Data extracted from a collection:

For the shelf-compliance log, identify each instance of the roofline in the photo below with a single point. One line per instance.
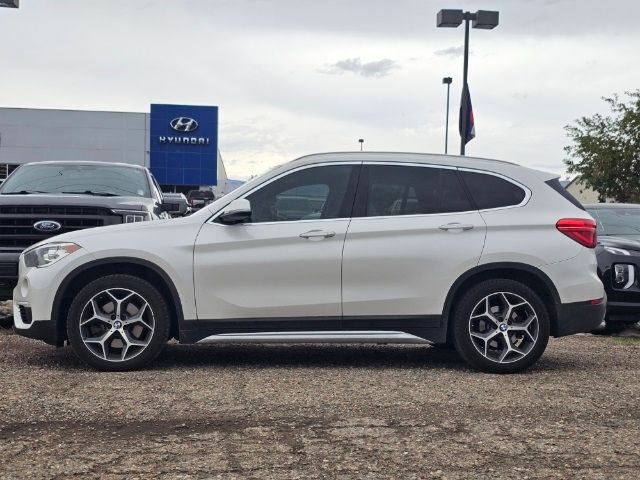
(425, 154)
(71, 110)
(87, 162)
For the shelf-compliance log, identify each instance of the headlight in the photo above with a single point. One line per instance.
(133, 216)
(48, 254)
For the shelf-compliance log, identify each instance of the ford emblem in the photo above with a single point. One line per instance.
(47, 226)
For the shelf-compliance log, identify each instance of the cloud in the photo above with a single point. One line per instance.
(375, 69)
(450, 52)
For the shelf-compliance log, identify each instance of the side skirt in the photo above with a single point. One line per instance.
(315, 337)
(377, 329)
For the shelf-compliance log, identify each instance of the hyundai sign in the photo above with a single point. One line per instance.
(184, 144)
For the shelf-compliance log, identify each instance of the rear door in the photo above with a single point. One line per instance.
(413, 233)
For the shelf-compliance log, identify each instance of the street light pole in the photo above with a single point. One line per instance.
(464, 112)
(447, 81)
(483, 19)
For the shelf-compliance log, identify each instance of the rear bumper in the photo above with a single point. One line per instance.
(623, 312)
(578, 317)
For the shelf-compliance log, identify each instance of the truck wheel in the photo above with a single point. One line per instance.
(500, 326)
(118, 323)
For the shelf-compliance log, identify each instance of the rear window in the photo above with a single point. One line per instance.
(489, 191)
(557, 186)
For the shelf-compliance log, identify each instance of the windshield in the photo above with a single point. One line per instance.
(104, 180)
(617, 221)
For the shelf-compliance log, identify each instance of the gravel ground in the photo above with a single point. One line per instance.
(321, 411)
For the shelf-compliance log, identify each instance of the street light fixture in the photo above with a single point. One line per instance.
(447, 81)
(482, 19)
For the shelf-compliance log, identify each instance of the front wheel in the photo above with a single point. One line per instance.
(118, 323)
(500, 326)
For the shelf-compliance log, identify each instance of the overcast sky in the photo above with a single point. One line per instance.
(293, 77)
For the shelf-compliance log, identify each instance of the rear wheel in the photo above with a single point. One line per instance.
(118, 323)
(500, 326)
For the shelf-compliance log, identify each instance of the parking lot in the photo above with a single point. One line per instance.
(321, 411)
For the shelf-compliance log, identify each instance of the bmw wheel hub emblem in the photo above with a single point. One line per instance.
(47, 226)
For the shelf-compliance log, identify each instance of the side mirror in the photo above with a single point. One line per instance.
(238, 211)
(173, 207)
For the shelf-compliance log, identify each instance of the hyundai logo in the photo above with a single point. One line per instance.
(47, 226)
(184, 124)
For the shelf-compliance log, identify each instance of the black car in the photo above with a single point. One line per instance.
(44, 199)
(618, 255)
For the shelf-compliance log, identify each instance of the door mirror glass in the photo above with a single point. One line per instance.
(172, 206)
(238, 211)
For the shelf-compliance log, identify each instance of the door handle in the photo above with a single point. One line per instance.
(317, 234)
(456, 226)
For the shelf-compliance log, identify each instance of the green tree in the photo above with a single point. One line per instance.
(606, 150)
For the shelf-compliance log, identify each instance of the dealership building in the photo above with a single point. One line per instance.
(179, 143)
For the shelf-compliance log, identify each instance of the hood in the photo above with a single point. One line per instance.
(619, 242)
(117, 203)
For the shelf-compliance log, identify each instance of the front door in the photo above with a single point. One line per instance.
(285, 264)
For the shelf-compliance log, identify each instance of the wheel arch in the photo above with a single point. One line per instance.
(526, 274)
(108, 266)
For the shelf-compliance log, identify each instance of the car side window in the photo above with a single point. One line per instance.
(407, 190)
(489, 191)
(312, 193)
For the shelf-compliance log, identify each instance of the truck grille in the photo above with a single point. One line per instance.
(16, 222)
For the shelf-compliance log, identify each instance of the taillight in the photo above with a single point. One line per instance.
(582, 230)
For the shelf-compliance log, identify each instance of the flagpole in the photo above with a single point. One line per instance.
(465, 88)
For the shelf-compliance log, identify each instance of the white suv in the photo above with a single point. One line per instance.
(487, 256)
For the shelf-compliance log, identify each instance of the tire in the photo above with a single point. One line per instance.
(495, 344)
(106, 341)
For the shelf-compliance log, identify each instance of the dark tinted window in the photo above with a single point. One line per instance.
(312, 193)
(73, 178)
(489, 191)
(557, 186)
(404, 190)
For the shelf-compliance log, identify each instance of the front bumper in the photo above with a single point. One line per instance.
(44, 330)
(578, 317)
(623, 303)
(34, 295)
(8, 273)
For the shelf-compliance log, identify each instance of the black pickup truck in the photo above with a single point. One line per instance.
(44, 199)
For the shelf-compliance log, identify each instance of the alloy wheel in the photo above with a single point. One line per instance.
(504, 327)
(117, 324)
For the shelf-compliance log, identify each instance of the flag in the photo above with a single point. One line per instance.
(471, 127)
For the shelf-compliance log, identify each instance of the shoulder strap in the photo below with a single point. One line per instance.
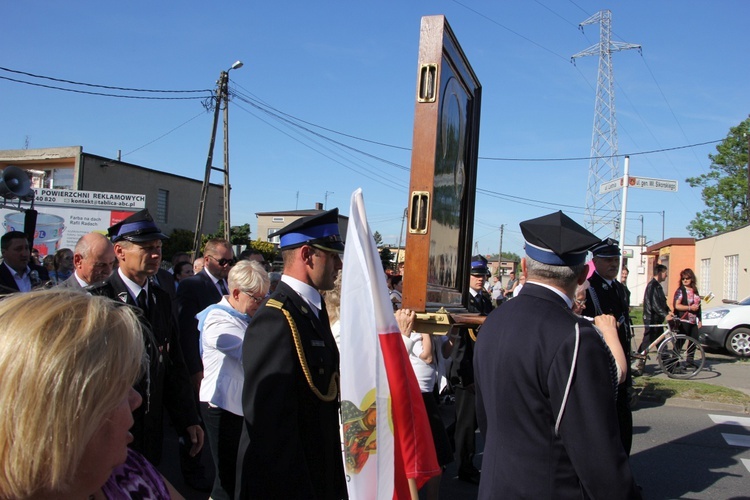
(595, 300)
(333, 389)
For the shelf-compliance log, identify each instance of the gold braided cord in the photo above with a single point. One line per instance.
(333, 389)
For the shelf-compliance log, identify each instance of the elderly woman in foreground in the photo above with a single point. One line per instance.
(222, 328)
(67, 364)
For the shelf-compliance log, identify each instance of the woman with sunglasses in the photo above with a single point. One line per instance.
(222, 328)
(687, 306)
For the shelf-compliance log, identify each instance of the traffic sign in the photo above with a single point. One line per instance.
(650, 183)
(608, 186)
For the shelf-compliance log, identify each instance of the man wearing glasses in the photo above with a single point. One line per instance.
(291, 447)
(137, 246)
(655, 312)
(194, 295)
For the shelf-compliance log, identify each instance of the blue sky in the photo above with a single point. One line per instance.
(351, 67)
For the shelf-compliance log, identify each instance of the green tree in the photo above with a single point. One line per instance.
(724, 187)
(266, 248)
(180, 240)
(238, 235)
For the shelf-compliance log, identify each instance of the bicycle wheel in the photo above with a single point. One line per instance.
(680, 356)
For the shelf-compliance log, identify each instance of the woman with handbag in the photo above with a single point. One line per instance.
(687, 306)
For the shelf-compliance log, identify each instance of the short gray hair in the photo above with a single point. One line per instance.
(249, 276)
(562, 276)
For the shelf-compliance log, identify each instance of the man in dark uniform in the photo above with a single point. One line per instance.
(291, 446)
(546, 382)
(608, 296)
(655, 312)
(137, 244)
(461, 374)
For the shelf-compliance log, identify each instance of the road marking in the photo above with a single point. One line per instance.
(731, 420)
(736, 439)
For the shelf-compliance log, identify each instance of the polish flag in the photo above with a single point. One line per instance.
(387, 437)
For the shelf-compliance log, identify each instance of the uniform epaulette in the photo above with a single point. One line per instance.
(333, 389)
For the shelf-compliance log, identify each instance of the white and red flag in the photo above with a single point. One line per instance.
(387, 437)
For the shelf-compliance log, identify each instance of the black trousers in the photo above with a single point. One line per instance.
(465, 430)
(624, 416)
(223, 429)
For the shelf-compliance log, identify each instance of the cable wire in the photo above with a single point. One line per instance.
(103, 86)
(101, 93)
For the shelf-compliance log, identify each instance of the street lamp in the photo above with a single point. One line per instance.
(222, 94)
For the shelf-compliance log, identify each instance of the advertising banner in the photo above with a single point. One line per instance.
(65, 215)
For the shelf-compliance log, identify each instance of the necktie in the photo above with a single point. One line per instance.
(323, 314)
(143, 300)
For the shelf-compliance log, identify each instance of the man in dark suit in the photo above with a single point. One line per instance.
(17, 272)
(461, 374)
(546, 381)
(93, 260)
(194, 295)
(197, 293)
(655, 312)
(608, 296)
(291, 447)
(137, 245)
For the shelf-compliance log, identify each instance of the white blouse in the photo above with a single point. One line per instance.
(223, 378)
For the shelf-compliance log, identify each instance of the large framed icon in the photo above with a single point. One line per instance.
(442, 188)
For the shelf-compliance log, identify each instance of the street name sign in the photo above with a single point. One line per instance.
(649, 183)
(639, 182)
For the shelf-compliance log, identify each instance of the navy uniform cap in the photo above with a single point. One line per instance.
(319, 231)
(557, 240)
(138, 228)
(607, 248)
(478, 266)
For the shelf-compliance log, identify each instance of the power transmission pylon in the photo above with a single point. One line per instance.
(602, 210)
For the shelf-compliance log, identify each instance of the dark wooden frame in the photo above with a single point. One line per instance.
(442, 189)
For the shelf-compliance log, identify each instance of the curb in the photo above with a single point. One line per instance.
(695, 403)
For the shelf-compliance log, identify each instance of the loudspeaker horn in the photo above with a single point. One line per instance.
(14, 182)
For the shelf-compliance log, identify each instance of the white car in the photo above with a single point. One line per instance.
(728, 326)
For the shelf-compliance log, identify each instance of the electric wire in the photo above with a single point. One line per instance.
(103, 94)
(103, 86)
(166, 134)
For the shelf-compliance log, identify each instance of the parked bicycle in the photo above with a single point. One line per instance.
(679, 356)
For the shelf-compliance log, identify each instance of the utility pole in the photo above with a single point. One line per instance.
(623, 214)
(403, 219)
(500, 253)
(601, 209)
(222, 95)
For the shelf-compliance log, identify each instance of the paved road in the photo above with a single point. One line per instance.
(720, 369)
(690, 453)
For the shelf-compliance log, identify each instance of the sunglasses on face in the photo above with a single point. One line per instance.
(257, 300)
(223, 262)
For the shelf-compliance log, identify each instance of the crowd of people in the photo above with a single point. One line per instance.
(247, 360)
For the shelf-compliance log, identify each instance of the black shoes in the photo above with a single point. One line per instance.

**Task brief**
Restate the final lines of the listing above word for word, beginning at the line that contains "For the shelf-compliance log, identify each instance of the navy".

**Exercise result**
For the shelf-compliance log, identify each instance of the navy uniform cap in the photo above with a single point. One line per instance.
(319, 231)
(557, 240)
(138, 228)
(607, 248)
(478, 266)
For the shelf-compliance log, identify each instance of the power transmission pylon in the photo above with a single point. One line per instance.
(602, 210)
For the shelf-compliance log, identify each instance of the dark wooden frame in the photo above with a single point. One line per instance.
(442, 189)
For the shelf-compliance log, identify each instance of the curb in the photo above with a single point. One line per instance.
(695, 403)
For the shelf-compliance log, identify each instance of the loudspeaker horn in the photo above with a single point. One line per instance.
(14, 182)
For the shelf-compliance log, identify each instance of the white car in the photo above with a single point. One line per instance.
(728, 326)
For the shelf-compliance log, identify each instance of the electric wire in the photo above with a single point. One line per instance.
(103, 94)
(103, 86)
(166, 134)
For the shelf-compliance log, identify each instance of the parked bicycle in the photo above with a single point. One line per instance.
(679, 356)
For the shelf-compliance log, identify each instance of the utility pole in the photo above with a single point. One line per instance.
(623, 214)
(403, 219)
(500, 253)
(601, 209)
(222, 95)
For the shelf-compliance log, identify each instance of the paved road in the photo above with a single point. One line per instance.
(720, 369)
(690, 453)
For the shelf-compliance log, identify each instance of the sunglasses on face in the photo above with a single point. One line per instance.
(257, 300)
(223, 262)
For the shelf-compliance log, identify each instance of the crowd of people in the photo above with a single point. One line per instance.
(247, 360)
For the shelf-compliance log, identify each instance of the black shoes in the photo above with a single point. One line per instance.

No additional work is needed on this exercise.